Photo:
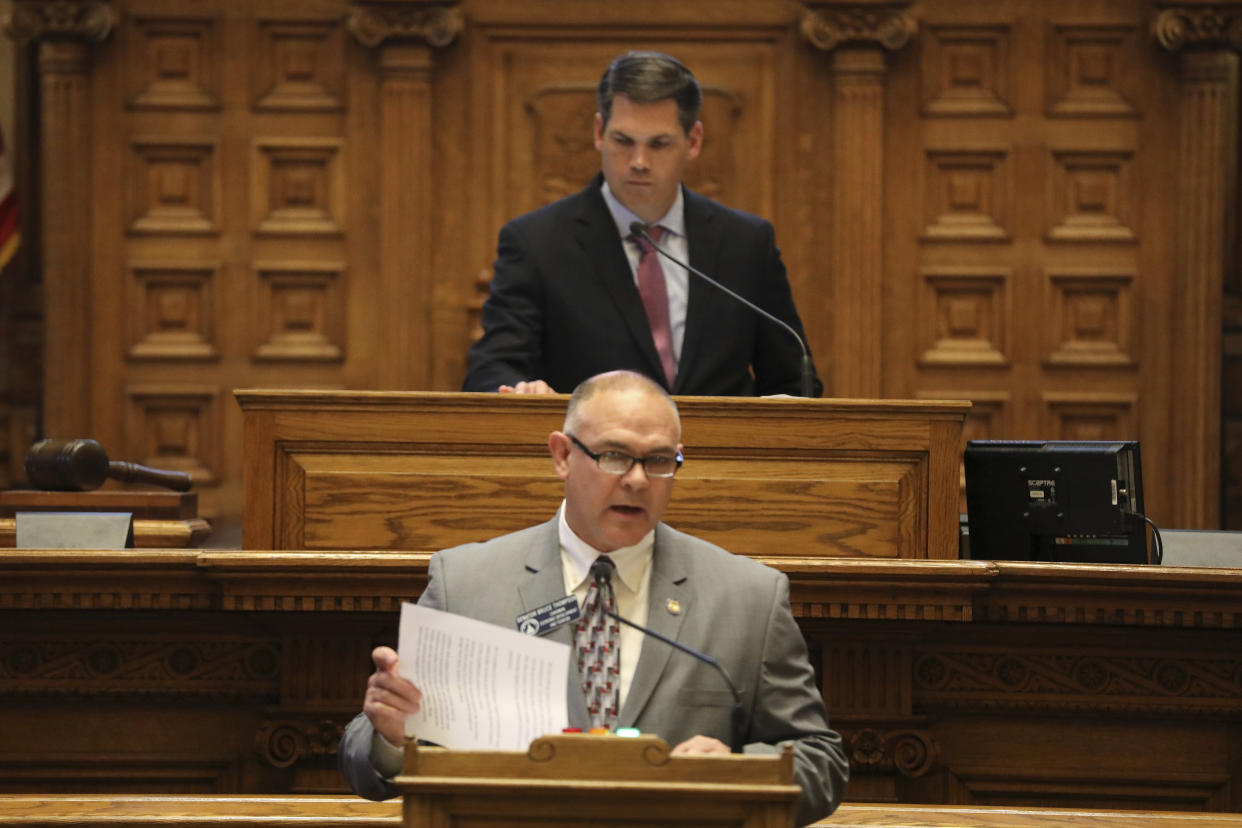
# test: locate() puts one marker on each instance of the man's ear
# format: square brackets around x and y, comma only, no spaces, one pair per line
[599,130]
[559,447]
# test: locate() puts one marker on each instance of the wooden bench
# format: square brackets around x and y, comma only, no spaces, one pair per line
[104,811]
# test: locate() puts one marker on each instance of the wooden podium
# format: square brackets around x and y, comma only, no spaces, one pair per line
[581,780]
[765,478]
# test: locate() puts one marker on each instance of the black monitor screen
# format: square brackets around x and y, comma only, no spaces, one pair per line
[1067,500]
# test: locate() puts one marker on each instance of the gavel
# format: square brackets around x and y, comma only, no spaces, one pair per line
[82,464]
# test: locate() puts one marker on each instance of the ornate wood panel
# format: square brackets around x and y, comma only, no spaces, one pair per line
[1036,179]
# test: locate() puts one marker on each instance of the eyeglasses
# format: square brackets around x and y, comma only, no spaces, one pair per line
[620,462]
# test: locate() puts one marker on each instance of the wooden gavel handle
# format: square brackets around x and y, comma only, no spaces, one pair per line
[135,473]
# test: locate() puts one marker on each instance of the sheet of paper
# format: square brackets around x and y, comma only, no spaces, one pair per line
[483,687]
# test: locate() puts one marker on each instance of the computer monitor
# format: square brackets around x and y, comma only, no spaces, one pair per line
[1063,500]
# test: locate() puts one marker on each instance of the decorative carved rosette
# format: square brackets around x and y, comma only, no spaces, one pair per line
[287,741]
[830,25]
[374,22]
[86,20]
[909,752]
[1204,26]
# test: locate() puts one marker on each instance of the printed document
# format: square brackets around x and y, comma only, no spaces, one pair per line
[483,687]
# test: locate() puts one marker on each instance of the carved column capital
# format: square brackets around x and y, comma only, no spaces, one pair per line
[908,752]
[827,25]
[374,21]
[1209,25]
[83,20]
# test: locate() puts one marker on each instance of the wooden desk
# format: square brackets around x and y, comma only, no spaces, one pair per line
[953,682]
[162,519]
[427,471]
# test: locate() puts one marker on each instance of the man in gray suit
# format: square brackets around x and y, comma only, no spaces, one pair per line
[617,454]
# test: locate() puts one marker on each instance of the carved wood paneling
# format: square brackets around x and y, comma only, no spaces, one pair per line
[175,62]
[966,317]
[968,71]
[950,680]
[174,310]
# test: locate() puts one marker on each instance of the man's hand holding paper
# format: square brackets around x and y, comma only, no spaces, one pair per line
[480,687]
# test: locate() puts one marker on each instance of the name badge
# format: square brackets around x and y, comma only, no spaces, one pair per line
[548,617]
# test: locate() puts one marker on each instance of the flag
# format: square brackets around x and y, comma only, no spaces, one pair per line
[9,235]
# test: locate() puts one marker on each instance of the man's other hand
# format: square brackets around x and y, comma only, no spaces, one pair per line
[390,698]
[702,745]
[532,386]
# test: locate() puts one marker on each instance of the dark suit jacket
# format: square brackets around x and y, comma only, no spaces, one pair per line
[729,607]
[564,304]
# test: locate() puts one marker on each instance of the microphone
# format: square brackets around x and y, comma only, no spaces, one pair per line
[602,574]
[807,379]
[82,464]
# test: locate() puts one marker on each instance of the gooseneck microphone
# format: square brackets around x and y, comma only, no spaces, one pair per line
[807,379]
[602,575]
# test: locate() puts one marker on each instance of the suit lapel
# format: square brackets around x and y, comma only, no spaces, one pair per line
[540,582]
[667,585]
[598,235]
[701,320]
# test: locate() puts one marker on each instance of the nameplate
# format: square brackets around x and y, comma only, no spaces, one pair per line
[548,617]
[75,530]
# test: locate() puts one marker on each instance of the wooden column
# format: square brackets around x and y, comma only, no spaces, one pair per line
[406,35]
[1204,36]
[66,30]
[856,35]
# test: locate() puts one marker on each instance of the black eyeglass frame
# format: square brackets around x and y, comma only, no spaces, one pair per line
[598,456]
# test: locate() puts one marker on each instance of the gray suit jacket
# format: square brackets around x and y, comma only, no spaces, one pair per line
[730,607]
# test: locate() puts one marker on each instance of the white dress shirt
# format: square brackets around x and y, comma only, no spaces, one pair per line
[675,241]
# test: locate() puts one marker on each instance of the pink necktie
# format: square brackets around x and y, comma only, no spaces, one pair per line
[598,642]
[655,301]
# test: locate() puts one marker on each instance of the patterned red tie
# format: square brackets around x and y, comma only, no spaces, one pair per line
[598,642]
[655,299]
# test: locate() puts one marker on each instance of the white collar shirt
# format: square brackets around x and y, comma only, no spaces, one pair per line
[676,242]
[631,586]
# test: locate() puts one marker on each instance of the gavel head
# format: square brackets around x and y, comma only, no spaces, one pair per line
[67,464]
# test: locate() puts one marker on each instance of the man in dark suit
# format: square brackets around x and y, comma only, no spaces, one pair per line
[617,454]
[566,299]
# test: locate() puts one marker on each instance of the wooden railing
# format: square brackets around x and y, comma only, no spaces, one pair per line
[99,811]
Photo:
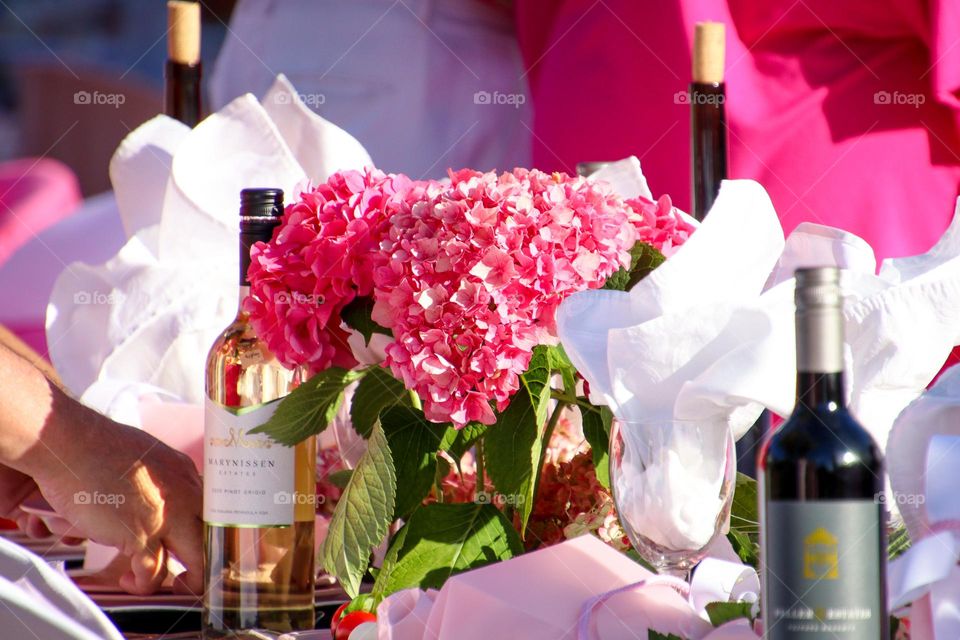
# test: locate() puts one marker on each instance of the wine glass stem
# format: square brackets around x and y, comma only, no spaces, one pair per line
[676,572]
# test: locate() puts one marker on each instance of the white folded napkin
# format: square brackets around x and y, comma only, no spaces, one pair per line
[37,601]
[709,335]
[923,461]
[145,319]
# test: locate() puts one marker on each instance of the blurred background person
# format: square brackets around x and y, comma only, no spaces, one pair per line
[846,113]
[423,84]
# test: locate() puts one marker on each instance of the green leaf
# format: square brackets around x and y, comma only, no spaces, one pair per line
[310,407]
[457,442]
[377,391]
[746,548]
[357,316]
[655,635]
[744,513]
[442,471]
[440,540]
[340,478]
[363,515]
[644,258]
[559,362]
[513,447]
[413,444]
[596,429]
[723,612]
[898,543]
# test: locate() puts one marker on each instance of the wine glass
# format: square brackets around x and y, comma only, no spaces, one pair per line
[673,483]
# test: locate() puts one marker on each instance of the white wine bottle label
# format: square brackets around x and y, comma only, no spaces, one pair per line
[248,479]
[821,570]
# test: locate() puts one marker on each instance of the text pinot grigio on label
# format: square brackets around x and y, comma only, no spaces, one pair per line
[243,473]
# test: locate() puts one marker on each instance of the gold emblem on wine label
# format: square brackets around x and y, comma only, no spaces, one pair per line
[820,556]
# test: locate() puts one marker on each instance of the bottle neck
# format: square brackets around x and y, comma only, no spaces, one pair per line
[244,292]
[182,94]
[820,356]
[709,143]
[820,389]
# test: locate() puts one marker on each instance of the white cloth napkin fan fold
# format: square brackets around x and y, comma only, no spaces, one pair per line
[709,335]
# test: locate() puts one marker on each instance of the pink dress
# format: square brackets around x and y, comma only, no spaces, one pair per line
[846,112]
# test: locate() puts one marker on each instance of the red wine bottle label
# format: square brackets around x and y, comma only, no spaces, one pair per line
[821,570]
[248,479]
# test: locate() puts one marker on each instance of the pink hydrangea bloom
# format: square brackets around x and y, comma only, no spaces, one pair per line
[661,226]
[472,275]
[319,260]
[467,275]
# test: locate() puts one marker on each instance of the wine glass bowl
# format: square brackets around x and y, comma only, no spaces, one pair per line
[673,483]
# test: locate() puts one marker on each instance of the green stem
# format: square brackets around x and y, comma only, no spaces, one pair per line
[547,435]
[415,401]
[570,399]
[481,480]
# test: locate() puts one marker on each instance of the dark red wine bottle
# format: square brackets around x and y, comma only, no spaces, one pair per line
[708,120]
[822,521]
[183,71]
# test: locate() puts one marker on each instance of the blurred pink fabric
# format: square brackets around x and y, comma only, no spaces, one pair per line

WHAT YOU WILL DO – Set down exactly the lines of the data above, beginning with the line that has "blurred background person" and ending with the line that has "the green leaf", and no others.

EXERCISE OUTPUT –
# test: locate() puts one marker on each instance of the blurred background person
# format: square brackets around x and y, comma only, no spaces, one pair per line
[846,113]
[423,84]
# test: locate() puts one marker on each instance of the green leaf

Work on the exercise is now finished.